▶ **Exercise**
How many of the lines below contain the string "fern"? Reply with the number alone.
** start Extracted records **
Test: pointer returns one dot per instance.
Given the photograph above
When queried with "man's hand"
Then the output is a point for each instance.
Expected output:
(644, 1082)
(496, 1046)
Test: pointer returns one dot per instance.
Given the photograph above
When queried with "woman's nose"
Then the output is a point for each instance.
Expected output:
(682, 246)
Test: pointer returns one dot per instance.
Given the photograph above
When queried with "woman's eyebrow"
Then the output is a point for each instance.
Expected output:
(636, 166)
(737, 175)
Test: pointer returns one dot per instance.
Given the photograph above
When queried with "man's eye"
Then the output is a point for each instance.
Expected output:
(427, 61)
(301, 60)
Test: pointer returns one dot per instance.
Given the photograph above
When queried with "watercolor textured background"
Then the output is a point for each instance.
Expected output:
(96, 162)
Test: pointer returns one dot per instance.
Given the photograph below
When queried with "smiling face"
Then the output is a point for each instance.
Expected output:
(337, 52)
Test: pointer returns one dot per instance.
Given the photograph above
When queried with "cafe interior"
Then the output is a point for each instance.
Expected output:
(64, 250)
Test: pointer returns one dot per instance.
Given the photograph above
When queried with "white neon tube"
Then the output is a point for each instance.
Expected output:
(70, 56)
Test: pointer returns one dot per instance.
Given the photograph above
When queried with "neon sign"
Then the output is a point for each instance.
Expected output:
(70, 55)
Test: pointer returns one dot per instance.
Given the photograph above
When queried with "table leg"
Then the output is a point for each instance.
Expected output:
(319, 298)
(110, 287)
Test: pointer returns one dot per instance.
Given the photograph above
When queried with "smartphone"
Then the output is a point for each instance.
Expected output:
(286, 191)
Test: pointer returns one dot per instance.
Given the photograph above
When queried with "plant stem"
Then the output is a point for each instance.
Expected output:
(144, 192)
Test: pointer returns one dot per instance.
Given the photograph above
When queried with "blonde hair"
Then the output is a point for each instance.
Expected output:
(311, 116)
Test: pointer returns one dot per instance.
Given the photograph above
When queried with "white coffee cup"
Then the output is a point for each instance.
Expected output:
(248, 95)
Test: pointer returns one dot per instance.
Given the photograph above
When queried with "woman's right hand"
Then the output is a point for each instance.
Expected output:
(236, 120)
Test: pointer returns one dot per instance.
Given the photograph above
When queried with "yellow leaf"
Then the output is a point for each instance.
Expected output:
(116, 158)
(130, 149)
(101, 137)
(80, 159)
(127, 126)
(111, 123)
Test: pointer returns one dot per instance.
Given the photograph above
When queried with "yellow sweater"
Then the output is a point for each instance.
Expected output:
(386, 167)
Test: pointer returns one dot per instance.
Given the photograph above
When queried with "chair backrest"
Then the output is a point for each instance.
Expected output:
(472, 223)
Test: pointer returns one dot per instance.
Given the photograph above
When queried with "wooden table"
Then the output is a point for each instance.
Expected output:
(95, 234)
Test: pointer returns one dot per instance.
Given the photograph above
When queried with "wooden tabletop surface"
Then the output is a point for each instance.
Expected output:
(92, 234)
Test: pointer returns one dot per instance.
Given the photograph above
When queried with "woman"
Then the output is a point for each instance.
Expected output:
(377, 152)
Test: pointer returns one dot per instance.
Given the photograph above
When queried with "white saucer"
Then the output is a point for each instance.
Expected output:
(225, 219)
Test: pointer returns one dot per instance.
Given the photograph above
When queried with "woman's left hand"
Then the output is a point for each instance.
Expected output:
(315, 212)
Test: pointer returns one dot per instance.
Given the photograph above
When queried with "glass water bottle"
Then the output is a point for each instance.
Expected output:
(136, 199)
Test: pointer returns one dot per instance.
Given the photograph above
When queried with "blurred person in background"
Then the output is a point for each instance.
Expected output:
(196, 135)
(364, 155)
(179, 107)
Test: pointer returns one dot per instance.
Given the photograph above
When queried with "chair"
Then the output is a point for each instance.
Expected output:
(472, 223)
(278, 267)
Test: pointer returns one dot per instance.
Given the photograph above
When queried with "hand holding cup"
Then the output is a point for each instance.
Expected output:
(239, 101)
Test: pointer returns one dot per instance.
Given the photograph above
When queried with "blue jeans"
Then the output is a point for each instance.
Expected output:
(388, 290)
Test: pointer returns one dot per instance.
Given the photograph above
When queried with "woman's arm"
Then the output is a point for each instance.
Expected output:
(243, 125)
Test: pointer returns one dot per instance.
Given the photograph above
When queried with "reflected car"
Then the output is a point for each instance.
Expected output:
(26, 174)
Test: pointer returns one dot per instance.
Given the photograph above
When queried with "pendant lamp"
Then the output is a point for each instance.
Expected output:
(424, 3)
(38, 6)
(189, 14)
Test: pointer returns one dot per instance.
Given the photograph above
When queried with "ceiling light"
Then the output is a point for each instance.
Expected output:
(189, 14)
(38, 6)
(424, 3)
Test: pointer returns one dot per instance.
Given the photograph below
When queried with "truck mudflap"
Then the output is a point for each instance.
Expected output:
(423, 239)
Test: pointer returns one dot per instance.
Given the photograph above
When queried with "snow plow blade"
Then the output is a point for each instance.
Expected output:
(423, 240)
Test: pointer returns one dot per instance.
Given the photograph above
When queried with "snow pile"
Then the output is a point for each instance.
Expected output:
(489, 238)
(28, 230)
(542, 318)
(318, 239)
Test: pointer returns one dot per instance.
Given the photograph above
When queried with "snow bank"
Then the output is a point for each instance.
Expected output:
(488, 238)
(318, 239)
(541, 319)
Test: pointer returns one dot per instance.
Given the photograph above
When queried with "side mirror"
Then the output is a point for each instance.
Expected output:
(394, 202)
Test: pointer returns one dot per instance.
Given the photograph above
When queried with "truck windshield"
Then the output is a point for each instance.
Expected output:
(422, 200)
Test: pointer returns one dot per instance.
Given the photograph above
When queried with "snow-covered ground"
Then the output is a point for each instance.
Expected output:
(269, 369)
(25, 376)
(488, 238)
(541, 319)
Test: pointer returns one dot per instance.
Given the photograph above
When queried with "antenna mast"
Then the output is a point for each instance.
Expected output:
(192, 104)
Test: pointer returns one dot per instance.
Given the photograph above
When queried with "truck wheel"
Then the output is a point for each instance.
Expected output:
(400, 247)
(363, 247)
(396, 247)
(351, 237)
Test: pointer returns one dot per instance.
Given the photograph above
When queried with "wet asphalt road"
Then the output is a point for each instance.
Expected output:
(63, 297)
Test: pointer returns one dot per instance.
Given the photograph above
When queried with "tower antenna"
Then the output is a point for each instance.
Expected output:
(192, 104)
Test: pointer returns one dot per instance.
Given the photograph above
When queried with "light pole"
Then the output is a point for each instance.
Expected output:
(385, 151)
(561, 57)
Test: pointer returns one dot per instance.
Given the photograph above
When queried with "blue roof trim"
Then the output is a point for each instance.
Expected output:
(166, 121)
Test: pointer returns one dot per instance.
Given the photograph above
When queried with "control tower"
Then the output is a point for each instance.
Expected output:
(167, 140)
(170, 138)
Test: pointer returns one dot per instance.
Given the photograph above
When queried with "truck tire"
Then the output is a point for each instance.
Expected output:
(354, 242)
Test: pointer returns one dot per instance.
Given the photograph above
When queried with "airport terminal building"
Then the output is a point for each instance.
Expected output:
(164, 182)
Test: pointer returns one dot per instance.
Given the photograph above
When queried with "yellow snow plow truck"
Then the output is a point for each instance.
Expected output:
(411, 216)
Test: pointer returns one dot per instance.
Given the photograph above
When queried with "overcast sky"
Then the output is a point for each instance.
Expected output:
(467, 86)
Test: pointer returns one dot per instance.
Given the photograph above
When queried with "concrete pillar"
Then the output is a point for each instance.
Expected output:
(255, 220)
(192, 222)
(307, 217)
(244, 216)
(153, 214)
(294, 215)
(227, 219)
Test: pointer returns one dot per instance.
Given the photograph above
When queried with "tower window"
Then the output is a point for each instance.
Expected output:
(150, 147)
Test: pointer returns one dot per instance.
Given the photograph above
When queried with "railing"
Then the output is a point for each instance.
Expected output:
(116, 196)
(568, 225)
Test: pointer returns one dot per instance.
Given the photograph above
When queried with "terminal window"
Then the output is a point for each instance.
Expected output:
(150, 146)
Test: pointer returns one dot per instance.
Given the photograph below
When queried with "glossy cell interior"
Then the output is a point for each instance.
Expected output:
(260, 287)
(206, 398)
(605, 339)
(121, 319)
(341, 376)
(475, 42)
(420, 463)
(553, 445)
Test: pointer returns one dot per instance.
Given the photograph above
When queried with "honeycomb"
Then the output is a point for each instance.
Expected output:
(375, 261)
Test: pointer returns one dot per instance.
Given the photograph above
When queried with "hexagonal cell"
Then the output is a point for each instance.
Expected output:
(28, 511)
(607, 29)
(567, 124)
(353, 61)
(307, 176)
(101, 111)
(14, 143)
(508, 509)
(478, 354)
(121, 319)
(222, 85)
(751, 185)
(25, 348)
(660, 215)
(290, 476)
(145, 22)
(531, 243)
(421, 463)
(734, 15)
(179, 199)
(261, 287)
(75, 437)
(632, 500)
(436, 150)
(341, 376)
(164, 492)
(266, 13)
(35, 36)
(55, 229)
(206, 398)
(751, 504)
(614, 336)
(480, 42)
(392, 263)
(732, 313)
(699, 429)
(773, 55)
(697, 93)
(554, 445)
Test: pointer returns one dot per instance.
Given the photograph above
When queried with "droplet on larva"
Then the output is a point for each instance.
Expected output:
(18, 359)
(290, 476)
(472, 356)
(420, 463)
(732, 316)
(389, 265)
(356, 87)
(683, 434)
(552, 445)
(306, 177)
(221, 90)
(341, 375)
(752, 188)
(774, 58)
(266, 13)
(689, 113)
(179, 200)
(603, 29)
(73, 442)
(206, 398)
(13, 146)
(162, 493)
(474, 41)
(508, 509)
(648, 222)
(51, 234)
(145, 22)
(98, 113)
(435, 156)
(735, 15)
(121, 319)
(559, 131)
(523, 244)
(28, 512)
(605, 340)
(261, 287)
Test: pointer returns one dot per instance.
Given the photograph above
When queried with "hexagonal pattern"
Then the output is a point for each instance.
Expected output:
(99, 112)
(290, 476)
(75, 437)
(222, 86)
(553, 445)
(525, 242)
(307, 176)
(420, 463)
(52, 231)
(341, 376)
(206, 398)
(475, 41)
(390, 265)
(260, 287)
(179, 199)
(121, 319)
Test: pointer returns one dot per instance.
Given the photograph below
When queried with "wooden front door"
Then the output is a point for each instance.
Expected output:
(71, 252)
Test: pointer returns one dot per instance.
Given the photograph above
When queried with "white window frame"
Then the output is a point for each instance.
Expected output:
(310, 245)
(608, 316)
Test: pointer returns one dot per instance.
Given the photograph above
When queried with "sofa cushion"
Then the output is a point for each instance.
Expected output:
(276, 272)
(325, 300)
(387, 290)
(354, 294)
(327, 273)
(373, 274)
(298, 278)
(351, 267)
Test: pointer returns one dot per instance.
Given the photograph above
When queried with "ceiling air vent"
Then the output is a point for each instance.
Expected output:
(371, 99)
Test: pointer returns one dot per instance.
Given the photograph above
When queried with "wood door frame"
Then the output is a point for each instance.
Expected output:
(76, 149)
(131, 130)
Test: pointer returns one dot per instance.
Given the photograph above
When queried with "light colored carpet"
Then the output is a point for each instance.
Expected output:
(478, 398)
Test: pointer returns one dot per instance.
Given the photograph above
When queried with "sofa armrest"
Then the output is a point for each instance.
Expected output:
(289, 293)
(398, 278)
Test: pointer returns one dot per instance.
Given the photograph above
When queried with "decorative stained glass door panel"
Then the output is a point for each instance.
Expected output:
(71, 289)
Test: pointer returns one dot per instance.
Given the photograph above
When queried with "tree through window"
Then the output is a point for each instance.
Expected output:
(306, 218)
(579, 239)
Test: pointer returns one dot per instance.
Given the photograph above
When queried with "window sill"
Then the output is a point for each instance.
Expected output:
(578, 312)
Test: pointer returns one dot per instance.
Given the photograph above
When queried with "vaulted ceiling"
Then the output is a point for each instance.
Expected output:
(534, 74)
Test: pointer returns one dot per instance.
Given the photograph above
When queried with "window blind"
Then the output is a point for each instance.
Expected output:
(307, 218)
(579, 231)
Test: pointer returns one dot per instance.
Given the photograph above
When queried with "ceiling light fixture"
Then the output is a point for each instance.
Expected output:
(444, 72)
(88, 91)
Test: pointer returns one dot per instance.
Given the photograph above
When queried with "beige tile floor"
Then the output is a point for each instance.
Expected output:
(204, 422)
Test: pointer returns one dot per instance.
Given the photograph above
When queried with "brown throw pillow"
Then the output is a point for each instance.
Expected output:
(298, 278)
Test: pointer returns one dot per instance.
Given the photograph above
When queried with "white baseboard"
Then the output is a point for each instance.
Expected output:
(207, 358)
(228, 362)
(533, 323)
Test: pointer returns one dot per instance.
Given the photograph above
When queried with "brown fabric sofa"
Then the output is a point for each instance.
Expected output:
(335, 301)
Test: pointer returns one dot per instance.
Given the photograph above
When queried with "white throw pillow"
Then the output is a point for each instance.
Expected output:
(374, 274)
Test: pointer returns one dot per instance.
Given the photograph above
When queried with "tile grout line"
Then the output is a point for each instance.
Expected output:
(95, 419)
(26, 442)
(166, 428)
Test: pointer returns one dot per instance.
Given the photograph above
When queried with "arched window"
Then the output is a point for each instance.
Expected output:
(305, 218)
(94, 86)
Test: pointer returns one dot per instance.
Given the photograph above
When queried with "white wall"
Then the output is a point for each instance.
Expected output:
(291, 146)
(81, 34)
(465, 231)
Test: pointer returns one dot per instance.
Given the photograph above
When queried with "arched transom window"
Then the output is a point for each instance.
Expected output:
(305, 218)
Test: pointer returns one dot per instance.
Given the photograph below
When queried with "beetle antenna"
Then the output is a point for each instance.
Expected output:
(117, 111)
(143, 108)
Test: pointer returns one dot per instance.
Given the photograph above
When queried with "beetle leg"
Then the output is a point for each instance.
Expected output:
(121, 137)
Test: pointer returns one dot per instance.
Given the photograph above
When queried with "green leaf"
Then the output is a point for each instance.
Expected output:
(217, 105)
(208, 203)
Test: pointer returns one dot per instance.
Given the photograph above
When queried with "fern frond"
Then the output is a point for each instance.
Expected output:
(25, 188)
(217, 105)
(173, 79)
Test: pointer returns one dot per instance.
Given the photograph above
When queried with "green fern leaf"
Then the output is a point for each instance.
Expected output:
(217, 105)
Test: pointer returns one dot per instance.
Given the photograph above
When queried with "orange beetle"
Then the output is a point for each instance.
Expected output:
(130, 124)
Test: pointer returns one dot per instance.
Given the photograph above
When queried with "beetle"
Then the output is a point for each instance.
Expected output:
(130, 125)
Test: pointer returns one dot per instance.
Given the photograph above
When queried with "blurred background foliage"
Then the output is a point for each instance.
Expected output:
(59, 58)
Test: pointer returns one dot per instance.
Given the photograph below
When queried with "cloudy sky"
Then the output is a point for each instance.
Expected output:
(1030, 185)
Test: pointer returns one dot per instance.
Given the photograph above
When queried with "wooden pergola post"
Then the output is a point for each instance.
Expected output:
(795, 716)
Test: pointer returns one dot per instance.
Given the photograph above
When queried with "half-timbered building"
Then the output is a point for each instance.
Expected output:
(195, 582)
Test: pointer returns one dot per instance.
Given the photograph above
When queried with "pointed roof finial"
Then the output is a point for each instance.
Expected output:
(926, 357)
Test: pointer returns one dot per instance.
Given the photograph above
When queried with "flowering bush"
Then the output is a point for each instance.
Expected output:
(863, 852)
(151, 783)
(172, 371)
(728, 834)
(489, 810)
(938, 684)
** end Extracted records **
▶ **Result of the task**
2